::: Supplied entries :::

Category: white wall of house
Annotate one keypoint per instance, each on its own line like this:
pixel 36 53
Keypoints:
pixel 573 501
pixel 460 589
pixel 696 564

:::

* **Exercise description**:
Lay out the lines above as a JSON list of strings, with one string for each line and blank lines left out.

* **Output for this exercise**:
[
  "Category: white wall of house",
  "Annotate one keypoint per instance, each on its own line like this:",
  "pixel 36 53",
  "Keypoints:",
  "pixel 573 501",
  "pixel 460 589",
  "pixel 696 564"
]